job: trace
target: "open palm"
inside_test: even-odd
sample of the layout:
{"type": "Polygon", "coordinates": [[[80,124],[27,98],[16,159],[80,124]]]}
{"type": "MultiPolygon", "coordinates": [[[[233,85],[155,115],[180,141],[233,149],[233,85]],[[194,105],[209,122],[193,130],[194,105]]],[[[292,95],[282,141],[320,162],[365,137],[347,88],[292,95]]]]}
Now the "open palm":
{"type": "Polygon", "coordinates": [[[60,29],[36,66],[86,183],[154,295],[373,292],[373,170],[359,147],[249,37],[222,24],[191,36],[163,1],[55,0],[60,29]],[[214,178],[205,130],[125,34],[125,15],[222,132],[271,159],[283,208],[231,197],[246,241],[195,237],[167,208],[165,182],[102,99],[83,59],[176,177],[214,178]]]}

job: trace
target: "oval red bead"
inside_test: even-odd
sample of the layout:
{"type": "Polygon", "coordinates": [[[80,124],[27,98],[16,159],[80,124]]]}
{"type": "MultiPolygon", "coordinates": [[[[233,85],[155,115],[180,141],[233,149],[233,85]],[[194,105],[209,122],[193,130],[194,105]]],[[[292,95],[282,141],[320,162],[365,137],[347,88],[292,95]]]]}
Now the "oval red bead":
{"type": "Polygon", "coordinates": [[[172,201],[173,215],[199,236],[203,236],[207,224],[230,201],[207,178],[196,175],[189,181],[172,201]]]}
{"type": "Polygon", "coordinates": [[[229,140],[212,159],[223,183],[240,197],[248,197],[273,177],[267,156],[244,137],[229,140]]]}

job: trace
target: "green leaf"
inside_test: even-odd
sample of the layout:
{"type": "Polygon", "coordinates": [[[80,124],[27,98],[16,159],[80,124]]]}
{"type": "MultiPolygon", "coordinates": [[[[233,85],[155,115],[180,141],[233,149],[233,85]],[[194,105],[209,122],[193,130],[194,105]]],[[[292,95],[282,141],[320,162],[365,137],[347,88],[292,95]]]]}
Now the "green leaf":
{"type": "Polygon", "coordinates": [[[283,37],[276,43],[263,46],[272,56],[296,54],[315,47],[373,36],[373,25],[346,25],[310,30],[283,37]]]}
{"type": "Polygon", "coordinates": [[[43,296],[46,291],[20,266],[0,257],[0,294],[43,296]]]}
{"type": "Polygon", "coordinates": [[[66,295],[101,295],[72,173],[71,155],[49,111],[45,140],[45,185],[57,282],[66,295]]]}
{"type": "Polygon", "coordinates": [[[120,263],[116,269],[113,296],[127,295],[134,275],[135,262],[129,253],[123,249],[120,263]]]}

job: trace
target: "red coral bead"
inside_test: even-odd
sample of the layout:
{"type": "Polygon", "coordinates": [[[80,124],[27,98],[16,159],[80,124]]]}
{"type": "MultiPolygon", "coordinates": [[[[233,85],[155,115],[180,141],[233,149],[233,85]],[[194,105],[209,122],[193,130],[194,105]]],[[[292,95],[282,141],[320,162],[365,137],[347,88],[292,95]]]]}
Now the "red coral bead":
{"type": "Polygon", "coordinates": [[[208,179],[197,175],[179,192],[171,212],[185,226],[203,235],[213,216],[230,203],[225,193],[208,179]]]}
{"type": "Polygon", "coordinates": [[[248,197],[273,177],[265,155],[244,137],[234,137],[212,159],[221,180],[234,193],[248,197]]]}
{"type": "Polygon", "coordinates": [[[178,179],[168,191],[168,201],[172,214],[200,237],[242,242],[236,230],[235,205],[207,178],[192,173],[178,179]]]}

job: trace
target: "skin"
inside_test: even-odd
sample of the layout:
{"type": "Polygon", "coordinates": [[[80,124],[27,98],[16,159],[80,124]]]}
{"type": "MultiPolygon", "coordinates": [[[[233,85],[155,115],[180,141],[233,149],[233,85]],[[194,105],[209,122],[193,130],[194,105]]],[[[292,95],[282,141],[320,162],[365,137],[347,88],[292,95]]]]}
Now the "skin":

------------------------

◆ **TASK INSTRUCTIONS**:
Extract all the material, leaving every line as it is.

◆ **ANSWER FOR THIS EXERCISE**:
job: trace
target: "open palm"
inside_test: even-odd
sample of the layout:
{"type": "Polygon", "coordinates": [[[80,124],[27,98],[16,159],[80,124]]]}
{"type": "MultiPolygon", "coordinates": [[[[233,85],[155,115],[180,141],[233,149],[233,85]],[[194,105],[209,122],[193,130],[194,105]]],[[[292,95],[282,141],[320,162],[365,137],[347,88],[292,95]]]]}
Now the "open palm":
{"type": "Polygon", "coordinates": [[[60,29],[36,66],[86,183],[154,295],[373,292],[373,170],[359,147],[249,37],[222,24],[191,36],[163,1],[55,0],[60,29]],[[214,178],[205,130],[125,34],[125,15],[222,132],[271,159],[283,208],[231,197],[246,241],[195,237],[167,208],[165,182],[102,99],[83,59],[176,177],[214,178]]]}

job: trace
target: "oval red bead"
inside_test: even-odd
sample of the layout:
{"type": "Polygon", "coordinates": [[[80,124],[27,98],[16,159],[80,124]]]}
{"type": "MultiPolygon", "coordinates": [[[[233,85],[155,115],[180,141],[233,149],[233,85]],[[194,105],[209,122],[193,130],[194,105]]],[[[292,95],[282,141],[320,162],[365,137],[347,88],[292,95]]]]}
Now the "oval red bead":
{"type": "Polygon", "coordinates": [[[172,201],[173,215],[199,236],[203,236],[207,224],[230,201],[207,178],[196,175],[189,181],[172,201]]]}
{"type": "Polygon", "coordinates": [[[229,140],[212,159],[223,183],[240,197],[248,197],[273,177],[267,156],[244,137],[229,140]]]}

job: trace
target: "green leaf"
inside_test: even-odd
sample of the layout:
{"type": "Polygon", "coordinates": [[[80,124],[27,98],[16,159],[80,124]]]}
{"type": "MultiPolygon", "coordinates": [[[[233,85],[155,115],[180,141],[233,149],[233,85]],[[194,105],[209,122],[193,130],[194,105]]],[[[292,95],[282,141],[320,162],[365,137],[347,88],[292,95]]]]}
Now the "green leaf":
{"type": "Polygon", "coordinates": [[[283,37],[276,43],[263,46],[272,56],[296,54],[315,47],[373,36],[373,25],[346,25],[310,30],[283,37]]]}
{"type": "Polygon", "coordinates": [[[43,296],[46,291],[20,266],[0,257],[0,294],[43,296]]]}
{"type": "Polygon", "coordinates": [[[66,295],[101,295],[72,173],[71,155],[49,111],[45,140],[45,185],[57,282],[66,295]]]}
{"type": "Polygon", "coordinates": [[[120,263],[116,269],[113,296],[127,295],[134,275],[135,262],[129,253],[123,249],[120,263]]]}

job: trace
target: "red coral bead"
inside_test: even-odd
sample of the layout:
{"type": "Polygon", "coordinates": [[[80,124],[27,98],[16,159],[80,124]]]}
{"type": "MultiPolygon", "coordinates": [[[[233,85],[155,115],[180,141],[233,149],[233,85]],[[194,105],[209,122],[193,130],[194,105]]],[[[292,95],[282,141],[320,162],[365,137],[347,88],[292,95]]]]}
Now the "red coral bead":
{"type": "Polygon", "coordinates": [[[208,179],[197,175],[179,192],[171,212],[185,226],[203,235],[213,216],[230,203],[225,193],[208,179]]]}
{"type": "Polygon", "coordinates": [[[248,197],[273,177],[265,155],[244,137],[234,137],[212,159],[221,180],[234,193],[248,197]]]}
{"type": "Polygon", "coordinates": [[[178,179],[168,191],[168,201],[172,214],[200,237],[242,242],[236,230],[235,205],[207,178],[192,173],[178,179]]]}

job: trace
target: "skin"
inside_test: even-odd
sample of the layout:
{"type": "Polygon", "coordinates": [[[80,124],[27,98],[16,159],[80,124]]]}
{"type": "MultiPolygon", "coordinates": [[[[233,85],[155,115],[180,141],[233,149],[233,85]],[[194,105],[209,122],[193,130],[194,105]]],[[[292,95],[282,141],[320,162],[365,137],[347,88],[292,95]]]]}
Now the "skin":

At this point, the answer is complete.